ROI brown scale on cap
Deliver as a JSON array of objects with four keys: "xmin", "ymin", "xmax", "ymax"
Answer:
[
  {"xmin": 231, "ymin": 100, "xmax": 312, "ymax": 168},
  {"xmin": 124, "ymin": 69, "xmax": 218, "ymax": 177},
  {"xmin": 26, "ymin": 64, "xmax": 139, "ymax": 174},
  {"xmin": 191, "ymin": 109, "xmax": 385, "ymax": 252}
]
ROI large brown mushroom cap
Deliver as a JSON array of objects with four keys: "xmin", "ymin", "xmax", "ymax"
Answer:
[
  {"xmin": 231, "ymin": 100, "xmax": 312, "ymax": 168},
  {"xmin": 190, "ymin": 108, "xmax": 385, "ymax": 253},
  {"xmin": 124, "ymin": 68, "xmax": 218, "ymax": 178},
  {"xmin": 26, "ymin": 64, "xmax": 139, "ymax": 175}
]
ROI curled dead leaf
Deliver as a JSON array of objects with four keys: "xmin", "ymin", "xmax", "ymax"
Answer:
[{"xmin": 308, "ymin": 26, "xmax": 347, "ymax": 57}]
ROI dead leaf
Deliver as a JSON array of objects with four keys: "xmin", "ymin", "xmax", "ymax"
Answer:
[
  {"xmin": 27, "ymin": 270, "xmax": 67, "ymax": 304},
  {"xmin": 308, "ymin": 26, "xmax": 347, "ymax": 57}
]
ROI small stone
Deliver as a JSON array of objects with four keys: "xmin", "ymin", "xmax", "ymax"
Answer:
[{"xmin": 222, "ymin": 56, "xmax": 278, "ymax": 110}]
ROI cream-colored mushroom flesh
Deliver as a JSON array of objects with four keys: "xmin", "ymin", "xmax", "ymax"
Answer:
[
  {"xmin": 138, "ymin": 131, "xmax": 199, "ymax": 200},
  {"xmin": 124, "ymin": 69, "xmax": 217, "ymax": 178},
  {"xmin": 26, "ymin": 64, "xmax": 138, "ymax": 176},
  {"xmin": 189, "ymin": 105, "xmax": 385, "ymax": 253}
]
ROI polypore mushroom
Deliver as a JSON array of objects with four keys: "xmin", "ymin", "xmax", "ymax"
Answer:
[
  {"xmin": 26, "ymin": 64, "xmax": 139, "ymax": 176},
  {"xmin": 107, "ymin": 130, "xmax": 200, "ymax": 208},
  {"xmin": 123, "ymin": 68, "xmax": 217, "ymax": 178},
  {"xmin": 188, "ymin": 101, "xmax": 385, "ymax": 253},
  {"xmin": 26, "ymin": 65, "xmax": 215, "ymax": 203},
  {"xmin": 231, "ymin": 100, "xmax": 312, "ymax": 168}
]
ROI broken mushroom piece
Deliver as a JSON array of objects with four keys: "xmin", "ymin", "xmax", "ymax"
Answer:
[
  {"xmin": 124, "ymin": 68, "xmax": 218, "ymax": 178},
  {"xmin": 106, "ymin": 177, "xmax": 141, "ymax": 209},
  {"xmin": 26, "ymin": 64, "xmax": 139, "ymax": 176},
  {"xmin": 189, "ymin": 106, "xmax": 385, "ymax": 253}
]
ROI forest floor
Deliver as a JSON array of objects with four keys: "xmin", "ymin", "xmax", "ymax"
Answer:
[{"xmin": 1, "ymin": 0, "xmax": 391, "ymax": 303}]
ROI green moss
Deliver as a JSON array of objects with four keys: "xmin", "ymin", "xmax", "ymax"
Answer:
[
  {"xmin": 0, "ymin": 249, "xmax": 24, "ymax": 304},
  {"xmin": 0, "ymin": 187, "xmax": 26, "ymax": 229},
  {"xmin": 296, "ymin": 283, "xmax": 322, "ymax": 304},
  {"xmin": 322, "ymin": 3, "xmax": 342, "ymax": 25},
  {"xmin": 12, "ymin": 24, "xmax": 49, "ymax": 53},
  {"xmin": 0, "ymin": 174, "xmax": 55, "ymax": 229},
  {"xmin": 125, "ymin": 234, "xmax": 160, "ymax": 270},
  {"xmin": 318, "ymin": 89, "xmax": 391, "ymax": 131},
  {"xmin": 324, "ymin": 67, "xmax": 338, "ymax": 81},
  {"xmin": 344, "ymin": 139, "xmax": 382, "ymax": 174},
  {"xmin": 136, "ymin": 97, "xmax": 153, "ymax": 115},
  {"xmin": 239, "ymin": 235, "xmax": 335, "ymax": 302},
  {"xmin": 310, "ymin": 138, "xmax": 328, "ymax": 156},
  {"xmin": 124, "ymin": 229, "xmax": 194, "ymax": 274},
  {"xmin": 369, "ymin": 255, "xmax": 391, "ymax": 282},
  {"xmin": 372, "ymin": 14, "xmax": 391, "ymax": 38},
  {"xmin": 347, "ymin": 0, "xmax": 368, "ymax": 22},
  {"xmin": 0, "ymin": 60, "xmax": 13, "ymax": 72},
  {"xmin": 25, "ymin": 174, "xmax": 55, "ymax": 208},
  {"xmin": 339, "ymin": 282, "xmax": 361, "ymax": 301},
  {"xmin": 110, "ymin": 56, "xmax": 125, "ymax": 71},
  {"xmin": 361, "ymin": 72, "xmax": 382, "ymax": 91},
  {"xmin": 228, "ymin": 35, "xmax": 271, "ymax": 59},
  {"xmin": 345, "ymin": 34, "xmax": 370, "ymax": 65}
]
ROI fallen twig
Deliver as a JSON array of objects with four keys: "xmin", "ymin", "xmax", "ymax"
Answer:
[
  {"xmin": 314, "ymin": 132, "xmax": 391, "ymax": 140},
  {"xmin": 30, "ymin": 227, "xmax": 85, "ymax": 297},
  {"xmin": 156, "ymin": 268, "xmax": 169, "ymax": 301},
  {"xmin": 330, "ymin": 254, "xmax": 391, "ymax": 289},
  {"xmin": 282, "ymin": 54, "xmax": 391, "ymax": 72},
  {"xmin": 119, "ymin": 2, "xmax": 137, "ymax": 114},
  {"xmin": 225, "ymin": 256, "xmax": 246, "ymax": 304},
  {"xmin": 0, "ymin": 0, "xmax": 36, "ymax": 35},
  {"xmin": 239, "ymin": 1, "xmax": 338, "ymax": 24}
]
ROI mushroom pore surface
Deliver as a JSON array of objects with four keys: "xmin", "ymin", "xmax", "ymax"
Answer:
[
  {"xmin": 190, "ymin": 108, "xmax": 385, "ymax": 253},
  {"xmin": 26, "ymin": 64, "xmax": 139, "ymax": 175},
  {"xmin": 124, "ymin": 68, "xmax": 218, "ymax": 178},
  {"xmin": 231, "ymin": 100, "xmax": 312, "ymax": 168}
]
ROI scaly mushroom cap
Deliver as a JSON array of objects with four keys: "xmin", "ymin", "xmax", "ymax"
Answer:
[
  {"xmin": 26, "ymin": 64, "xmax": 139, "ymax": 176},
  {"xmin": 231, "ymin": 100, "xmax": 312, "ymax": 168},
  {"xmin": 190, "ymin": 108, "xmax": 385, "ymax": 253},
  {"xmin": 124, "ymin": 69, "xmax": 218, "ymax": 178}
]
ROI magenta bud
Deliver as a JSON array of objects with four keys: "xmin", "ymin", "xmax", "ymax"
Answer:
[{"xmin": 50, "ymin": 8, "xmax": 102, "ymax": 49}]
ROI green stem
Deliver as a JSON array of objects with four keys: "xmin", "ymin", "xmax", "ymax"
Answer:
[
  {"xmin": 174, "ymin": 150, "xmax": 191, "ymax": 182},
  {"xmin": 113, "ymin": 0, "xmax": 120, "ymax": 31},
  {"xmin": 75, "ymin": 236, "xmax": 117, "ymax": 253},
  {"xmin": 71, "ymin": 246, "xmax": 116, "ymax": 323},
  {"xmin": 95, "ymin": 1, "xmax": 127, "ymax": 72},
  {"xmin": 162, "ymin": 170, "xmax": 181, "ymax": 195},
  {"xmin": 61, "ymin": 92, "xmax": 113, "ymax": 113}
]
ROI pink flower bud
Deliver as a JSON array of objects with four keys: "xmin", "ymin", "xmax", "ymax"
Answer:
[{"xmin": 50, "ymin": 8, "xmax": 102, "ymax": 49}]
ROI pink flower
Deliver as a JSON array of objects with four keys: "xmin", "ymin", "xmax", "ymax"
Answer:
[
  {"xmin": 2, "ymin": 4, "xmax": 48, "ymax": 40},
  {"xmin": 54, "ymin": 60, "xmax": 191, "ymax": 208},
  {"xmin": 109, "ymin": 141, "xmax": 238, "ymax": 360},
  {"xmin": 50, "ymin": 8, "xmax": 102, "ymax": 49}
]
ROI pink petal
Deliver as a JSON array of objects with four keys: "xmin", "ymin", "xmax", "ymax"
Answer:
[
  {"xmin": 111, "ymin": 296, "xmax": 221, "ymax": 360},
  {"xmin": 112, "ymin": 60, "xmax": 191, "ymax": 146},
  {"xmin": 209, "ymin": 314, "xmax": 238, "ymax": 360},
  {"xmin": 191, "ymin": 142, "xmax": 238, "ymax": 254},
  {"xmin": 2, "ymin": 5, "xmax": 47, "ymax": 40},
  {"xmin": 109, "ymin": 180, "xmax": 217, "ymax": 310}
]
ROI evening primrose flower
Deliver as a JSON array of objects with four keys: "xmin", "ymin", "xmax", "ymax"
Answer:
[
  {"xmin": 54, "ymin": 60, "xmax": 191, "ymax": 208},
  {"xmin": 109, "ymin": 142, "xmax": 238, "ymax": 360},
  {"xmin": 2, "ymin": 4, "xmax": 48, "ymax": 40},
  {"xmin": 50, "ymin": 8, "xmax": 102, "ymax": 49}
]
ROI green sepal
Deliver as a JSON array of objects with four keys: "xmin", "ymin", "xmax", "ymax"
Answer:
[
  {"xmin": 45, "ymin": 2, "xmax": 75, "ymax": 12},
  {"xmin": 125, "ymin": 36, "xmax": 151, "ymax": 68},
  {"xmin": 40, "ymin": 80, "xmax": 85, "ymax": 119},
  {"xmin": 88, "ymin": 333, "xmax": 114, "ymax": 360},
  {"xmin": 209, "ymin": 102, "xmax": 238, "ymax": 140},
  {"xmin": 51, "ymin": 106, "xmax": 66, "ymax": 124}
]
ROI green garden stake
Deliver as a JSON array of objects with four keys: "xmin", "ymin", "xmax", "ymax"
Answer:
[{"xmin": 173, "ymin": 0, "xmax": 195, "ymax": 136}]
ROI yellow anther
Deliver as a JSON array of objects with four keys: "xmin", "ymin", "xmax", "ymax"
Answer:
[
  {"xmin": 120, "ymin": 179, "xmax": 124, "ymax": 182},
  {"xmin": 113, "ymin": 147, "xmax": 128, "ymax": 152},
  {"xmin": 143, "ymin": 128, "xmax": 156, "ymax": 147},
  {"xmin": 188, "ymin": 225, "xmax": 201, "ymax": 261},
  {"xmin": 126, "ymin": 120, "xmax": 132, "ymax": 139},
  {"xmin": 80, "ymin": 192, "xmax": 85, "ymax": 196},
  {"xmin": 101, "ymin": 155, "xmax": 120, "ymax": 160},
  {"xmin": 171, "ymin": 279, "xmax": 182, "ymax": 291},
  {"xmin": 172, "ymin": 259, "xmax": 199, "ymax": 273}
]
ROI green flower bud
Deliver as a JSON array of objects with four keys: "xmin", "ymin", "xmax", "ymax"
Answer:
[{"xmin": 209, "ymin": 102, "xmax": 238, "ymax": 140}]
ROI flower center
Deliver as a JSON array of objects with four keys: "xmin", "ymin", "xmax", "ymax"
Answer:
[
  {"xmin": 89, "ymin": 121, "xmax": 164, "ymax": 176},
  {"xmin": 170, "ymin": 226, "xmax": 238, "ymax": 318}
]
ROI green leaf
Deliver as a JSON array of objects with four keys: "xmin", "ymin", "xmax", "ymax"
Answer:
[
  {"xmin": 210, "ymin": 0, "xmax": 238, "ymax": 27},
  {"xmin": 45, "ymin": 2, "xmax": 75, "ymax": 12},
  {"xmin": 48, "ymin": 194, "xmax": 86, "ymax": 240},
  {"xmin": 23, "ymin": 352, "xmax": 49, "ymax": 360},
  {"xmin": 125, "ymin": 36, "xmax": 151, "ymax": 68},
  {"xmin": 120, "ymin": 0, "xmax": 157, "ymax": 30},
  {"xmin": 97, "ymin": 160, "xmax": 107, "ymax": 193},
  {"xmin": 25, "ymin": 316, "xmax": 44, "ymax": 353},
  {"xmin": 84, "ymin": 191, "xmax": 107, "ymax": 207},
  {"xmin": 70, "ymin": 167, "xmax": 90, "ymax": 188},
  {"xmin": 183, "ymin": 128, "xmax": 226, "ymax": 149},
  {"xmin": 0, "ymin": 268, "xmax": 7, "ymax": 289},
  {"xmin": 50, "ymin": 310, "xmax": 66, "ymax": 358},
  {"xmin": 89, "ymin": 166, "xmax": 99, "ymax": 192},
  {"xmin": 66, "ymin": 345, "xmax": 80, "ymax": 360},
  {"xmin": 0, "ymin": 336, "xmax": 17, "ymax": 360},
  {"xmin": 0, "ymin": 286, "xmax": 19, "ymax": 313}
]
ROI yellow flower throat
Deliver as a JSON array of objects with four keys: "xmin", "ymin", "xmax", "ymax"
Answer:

____________________

Copy each line from the records above that includes the string "leaf".

ROI curled dead leaf
ROI dead leaf
ROI green leaf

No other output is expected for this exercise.